### [What the task requires]
Tell how many lines in the data below contain "bowl", using one number as the whole reply.

### [Dataset items]
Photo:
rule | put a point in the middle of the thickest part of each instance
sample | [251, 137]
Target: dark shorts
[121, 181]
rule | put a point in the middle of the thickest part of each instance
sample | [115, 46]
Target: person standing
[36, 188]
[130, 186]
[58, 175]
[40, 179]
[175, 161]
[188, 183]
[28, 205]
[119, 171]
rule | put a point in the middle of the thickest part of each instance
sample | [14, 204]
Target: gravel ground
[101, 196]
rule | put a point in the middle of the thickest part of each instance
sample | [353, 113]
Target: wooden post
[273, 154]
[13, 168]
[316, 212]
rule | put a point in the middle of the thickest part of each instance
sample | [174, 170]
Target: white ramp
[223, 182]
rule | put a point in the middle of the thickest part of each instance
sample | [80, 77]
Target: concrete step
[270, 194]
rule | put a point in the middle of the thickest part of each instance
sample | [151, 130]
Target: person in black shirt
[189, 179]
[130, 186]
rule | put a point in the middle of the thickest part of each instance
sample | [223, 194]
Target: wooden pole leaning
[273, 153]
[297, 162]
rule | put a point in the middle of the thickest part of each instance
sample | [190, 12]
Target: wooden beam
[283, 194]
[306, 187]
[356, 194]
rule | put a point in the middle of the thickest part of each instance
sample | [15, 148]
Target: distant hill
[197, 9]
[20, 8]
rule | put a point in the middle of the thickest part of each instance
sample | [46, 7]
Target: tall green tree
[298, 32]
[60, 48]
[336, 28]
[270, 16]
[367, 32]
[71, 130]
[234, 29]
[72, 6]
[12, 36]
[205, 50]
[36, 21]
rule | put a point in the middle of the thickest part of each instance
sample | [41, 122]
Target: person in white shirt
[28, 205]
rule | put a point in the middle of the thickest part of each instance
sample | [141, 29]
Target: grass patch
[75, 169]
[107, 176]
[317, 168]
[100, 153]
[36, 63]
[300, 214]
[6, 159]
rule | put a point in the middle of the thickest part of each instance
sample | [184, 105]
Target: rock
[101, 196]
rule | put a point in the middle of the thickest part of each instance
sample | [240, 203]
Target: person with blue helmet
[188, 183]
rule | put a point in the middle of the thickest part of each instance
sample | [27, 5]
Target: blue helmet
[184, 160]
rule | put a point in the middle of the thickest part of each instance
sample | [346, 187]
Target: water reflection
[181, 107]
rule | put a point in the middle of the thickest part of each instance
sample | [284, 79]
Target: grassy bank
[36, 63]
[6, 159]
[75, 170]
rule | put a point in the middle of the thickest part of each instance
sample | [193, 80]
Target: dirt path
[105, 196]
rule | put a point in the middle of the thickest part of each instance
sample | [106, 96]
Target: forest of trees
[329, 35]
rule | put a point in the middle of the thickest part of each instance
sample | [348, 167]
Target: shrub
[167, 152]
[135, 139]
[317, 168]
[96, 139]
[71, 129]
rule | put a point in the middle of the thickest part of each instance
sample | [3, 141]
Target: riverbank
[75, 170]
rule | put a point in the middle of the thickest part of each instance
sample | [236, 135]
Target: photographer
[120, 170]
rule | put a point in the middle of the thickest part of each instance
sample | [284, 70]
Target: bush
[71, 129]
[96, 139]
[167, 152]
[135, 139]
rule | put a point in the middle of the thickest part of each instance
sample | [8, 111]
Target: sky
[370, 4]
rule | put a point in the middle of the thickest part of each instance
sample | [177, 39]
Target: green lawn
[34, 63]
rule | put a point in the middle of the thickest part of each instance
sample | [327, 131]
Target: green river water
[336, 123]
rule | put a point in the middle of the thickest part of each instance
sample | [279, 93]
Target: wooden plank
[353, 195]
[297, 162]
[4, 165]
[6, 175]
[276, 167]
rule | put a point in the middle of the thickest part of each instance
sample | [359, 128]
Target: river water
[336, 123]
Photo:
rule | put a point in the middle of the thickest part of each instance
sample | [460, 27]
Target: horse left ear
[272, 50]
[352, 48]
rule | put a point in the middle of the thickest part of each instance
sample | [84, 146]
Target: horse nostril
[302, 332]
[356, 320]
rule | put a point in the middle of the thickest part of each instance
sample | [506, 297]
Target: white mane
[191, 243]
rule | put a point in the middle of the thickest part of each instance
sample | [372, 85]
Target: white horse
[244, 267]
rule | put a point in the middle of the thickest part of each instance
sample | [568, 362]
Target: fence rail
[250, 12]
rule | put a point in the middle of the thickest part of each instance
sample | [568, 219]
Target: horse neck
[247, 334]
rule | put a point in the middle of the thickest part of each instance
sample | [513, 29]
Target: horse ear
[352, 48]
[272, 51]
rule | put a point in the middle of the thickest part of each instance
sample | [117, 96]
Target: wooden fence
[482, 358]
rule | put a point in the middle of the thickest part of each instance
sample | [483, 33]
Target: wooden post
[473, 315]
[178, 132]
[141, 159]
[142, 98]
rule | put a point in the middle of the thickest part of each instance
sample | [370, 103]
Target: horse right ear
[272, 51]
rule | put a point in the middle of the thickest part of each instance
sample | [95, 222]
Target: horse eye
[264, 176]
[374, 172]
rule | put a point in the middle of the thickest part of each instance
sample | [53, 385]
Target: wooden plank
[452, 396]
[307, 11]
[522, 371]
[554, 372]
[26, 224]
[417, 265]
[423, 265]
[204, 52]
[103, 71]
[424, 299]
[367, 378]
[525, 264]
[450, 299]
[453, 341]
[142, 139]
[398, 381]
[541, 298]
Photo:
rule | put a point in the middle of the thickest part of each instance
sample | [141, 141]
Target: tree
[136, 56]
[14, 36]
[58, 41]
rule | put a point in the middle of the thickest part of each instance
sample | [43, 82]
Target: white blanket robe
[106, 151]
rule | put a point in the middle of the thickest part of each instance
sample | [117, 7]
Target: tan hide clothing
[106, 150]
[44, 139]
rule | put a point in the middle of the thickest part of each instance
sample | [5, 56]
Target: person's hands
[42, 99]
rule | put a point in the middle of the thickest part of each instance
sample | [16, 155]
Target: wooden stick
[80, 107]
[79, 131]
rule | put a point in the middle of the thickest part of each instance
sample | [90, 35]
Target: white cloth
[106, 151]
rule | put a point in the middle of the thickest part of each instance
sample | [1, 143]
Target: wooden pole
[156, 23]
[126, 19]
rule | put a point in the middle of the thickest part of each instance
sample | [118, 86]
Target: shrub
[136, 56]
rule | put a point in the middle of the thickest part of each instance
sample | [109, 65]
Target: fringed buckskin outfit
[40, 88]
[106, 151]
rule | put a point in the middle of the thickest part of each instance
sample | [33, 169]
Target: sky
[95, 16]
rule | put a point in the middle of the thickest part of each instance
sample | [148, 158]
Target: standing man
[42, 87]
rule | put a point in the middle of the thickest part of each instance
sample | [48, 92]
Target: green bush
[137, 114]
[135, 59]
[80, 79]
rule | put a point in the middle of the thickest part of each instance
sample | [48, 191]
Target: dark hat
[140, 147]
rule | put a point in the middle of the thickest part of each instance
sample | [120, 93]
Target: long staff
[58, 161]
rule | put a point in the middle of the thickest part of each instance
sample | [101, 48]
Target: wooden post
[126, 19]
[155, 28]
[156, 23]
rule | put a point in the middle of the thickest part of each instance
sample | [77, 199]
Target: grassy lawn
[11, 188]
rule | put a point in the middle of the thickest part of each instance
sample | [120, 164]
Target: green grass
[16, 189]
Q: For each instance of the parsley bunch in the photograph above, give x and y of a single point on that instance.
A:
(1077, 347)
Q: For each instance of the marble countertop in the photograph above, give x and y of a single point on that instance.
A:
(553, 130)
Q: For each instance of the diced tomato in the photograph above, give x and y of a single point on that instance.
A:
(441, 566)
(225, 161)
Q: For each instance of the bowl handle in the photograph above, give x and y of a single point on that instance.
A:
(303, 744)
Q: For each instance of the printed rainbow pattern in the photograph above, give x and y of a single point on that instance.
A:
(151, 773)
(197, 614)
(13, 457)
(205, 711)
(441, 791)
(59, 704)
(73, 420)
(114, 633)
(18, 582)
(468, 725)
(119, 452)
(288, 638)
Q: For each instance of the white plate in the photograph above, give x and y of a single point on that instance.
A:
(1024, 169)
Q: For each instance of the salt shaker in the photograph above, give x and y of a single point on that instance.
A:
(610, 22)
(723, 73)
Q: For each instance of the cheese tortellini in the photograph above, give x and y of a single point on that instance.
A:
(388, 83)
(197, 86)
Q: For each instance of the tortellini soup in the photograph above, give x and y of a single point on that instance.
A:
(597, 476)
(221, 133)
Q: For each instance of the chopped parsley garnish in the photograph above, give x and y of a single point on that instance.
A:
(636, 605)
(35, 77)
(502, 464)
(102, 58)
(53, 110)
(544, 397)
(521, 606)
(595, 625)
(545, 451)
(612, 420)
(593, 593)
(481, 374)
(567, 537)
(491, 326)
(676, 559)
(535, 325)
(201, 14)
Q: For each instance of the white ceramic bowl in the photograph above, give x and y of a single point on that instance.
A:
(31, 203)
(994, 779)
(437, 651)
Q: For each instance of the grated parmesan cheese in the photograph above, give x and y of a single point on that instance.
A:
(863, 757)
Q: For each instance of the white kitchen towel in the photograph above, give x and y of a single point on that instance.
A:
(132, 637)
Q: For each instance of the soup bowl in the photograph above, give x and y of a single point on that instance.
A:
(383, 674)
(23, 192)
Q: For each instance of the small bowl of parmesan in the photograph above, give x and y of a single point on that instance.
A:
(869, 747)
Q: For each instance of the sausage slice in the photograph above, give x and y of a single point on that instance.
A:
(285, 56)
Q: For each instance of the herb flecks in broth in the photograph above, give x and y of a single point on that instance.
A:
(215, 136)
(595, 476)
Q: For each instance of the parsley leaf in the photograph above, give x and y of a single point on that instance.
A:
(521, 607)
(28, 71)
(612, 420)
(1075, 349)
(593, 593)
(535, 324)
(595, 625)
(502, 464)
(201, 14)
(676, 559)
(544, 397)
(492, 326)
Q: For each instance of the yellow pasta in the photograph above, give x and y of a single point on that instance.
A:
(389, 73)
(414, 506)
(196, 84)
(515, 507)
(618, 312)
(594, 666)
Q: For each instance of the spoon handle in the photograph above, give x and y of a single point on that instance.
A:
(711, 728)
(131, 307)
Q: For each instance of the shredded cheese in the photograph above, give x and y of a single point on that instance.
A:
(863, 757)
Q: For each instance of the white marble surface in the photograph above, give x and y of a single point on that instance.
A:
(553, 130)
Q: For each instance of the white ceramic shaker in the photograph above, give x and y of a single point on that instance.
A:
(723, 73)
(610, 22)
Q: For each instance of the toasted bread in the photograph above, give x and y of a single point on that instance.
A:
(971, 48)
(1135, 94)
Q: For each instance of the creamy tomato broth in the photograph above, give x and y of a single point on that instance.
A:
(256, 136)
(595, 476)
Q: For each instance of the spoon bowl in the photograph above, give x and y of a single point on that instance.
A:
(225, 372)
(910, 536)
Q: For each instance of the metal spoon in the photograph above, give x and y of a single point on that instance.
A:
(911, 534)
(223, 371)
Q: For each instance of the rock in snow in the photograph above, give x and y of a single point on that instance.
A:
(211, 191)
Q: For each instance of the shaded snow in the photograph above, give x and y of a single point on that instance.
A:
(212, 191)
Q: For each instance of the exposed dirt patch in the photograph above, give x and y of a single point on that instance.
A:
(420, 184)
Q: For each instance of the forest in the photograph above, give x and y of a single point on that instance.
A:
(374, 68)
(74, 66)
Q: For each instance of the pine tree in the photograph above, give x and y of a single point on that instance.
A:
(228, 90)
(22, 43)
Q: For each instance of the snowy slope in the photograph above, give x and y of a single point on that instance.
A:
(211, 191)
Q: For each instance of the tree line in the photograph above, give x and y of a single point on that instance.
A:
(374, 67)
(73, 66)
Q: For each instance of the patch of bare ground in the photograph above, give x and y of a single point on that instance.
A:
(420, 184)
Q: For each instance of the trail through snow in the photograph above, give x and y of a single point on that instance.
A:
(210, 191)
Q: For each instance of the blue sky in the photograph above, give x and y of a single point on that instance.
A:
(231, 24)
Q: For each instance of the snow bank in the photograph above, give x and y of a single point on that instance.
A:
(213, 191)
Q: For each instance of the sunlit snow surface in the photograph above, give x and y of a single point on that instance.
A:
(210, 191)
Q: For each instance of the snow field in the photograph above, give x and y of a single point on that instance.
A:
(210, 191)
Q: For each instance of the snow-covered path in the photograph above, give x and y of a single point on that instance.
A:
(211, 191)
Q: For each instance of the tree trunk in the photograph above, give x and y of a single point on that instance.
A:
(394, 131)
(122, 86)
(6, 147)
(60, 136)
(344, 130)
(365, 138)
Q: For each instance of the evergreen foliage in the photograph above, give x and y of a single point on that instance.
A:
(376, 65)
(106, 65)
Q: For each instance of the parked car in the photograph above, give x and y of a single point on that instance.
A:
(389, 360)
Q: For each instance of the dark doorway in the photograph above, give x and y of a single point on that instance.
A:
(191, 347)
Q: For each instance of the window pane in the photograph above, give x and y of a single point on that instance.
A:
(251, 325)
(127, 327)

### [Expected answer]
5